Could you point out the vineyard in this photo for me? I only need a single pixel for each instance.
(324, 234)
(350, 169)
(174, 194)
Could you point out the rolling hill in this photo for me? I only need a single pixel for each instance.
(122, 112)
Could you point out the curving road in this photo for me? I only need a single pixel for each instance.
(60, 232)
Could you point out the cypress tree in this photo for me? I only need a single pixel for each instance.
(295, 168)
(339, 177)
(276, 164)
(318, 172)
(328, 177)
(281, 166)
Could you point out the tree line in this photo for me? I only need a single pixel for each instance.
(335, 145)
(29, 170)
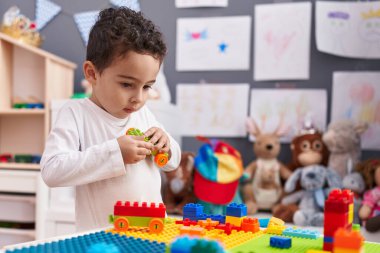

• **Required work**
Copy the records above word for word, every line from the first to the last, without the picture.

• **Solution**
Could you point out the vineyard in this photo for me? I only need a single pixel for each instance.
(324, 234)
(350, 169)
(174, 194)
Could you point out the rolling hill in this photo for me? I only need a single pixel for each instance.
(122, 112)
Could you point out the curving road in this photo for me? I only need a single pixel for each instance.
(60, 232)
Could you point out the cypress tree in this photo for me? I only need a single pixel for each instance.
(295, 168)
(339, 177)
(276, 164)
(318, 172)
(328, 177)
(281, 166)
Could you point out the tree line in this photo for me? I only need a single pixel for each instance.
(335, 145)
(29, 170)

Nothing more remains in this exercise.